[Natural-language object grounding data]
=== Begin Enclosure ===
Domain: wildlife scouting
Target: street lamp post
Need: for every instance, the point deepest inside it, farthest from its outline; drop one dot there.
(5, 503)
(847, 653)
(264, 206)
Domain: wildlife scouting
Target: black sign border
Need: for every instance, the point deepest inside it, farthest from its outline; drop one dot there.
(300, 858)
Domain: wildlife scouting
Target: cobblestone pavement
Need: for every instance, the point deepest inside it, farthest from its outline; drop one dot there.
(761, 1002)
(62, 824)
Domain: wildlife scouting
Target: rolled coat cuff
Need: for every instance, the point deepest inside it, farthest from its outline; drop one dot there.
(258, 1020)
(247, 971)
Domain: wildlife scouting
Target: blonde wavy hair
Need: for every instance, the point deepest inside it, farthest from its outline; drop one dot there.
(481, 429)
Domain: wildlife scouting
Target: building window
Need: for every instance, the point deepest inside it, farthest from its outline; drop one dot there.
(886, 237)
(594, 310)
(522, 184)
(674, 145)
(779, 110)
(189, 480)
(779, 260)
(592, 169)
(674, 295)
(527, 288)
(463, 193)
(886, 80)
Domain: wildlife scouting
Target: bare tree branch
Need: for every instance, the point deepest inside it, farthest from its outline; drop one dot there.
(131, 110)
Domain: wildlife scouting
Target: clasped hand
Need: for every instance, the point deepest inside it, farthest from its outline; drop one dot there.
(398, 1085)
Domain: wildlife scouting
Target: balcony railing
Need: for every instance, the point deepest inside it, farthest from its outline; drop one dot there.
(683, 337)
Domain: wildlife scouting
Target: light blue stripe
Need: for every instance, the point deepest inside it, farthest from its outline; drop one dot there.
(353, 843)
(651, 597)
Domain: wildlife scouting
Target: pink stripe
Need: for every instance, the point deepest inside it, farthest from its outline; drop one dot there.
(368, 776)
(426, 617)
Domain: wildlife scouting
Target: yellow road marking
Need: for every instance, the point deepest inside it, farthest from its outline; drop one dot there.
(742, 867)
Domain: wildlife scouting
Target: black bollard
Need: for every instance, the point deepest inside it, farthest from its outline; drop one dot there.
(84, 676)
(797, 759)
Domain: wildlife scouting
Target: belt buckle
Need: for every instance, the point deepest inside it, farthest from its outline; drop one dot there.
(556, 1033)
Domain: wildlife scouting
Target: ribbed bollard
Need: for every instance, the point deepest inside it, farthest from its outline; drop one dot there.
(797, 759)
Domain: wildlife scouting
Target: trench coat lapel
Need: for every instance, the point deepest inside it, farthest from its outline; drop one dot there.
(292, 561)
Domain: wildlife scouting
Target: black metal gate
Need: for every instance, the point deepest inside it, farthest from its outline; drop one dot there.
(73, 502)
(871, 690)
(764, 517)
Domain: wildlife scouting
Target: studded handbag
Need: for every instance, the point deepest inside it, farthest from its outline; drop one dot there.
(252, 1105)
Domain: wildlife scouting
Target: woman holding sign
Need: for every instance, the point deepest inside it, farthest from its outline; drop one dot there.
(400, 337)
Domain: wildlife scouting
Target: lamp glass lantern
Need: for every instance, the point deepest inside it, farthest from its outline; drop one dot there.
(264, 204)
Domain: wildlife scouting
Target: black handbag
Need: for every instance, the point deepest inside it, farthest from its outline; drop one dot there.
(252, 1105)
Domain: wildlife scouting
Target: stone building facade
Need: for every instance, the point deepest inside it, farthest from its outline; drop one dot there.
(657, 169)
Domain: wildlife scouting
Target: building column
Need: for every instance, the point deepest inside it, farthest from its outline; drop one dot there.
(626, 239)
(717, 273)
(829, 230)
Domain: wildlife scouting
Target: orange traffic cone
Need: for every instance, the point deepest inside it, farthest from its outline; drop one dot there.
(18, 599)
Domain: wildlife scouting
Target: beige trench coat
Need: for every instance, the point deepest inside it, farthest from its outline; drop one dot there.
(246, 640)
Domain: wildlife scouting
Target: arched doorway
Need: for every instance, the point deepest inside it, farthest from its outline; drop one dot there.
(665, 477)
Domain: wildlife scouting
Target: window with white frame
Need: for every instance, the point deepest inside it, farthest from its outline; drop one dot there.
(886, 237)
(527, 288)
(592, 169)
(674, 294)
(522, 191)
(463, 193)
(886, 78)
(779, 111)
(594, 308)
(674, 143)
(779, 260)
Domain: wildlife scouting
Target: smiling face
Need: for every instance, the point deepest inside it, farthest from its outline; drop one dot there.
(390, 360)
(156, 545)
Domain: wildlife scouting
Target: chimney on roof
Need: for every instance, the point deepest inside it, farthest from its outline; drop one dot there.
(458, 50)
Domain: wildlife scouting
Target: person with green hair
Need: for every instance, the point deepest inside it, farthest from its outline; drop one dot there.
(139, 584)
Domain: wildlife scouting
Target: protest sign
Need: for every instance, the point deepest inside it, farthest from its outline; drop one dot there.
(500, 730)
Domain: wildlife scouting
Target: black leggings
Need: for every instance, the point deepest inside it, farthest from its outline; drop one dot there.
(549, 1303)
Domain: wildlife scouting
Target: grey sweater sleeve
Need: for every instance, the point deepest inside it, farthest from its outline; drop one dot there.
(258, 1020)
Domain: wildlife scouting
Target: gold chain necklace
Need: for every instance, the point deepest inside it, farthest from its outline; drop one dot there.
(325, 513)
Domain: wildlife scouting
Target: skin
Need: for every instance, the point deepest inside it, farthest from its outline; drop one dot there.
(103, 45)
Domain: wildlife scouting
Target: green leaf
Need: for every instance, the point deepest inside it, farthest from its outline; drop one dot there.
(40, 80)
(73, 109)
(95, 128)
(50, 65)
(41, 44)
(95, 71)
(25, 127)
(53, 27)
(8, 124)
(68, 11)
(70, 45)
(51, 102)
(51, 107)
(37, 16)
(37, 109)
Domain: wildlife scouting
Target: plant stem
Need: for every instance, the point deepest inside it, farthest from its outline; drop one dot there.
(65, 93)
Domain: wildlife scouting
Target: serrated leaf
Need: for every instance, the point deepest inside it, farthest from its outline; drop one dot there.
=== End Enclosure ===
THE TASK: Out of the data above, transcribe exactly and only the lines starting with the line that has "Target: black handbag" and going on through the line that has "Target: grey sweater sleeve", both included.

RESPONSE TO THE EXERCISE:
Target: black handbag
Need: for every instance, the point deepest inside it, farthest from its outline; drop one dot there.
(252, 1105)
Domain: wildlife scouting
Target: stone building facade
Need: for every instance, the point deepest inside it, farthest from its outline; drop one dot there.
(657, 169)
Domain: wildlife scouting
Target: building column
Need: for every instance, the point deepest inside it, farthest from its outline; drop one dot there.
(626, 239)
(717, 273)
(829, 230)
Domain: wildlife scouting
Target: orange traffic cone
Need: for every instance, the point deepest inside it, farthest from its outline; drop one dot there.
(18, 599)
Domain: wildlife scouting
Target: beige trench coat
Need: for every instance, the point deepest inside it, farthest from its outline; drop one dot there.
(246, 640)
Domain: wildlife scouting
Target: arched doorway
Need: for every instance, the point deepest inside it, farthest from its outline; drop one dot there.
(665, 477)
Domain: wildlife scouting
Target: window with white frame
Need: for every instance, the point deepest inside it, farthest from its outline; drop one dot there.
(886, 237)
(527, 288)
(592, 169)
(674, 294)
(522, 191)
(463, 193)
(886, 78)
(779, 111)
(594, 308)
(674, 143)
(779, 260)
Domain: wildlife scouting
Target: smiling face
Need: for every instance, the point deepest inside it, farthest from its outline; drop one dot there.
(390, 360)
(156, 545)
Domain: wildlife scouting
Target: chimney on roof
Need: for every instance, the point deepest inside it, farthest from its outline; drop one dot there.
(458, 50)
Domain: wildlife scouting
Target: person with green hair
Need: for every instance, the point deepest inside it, farthest from its outline; drop one dot there.
(139, 584)
Domain: wildlife scouting
Target: protest sign
Need: for every instance, the point deepest inside it, farthest from its outline; drop one dot there.
(500, 730)
Domain: wildlife scouting
Target: black leggings
Need: for every instance, the point deepest inside it, farthest from its outline; drop one dot there.
(549, 1303)
Domain: wildlife scouting
Target: grey sweater sleeve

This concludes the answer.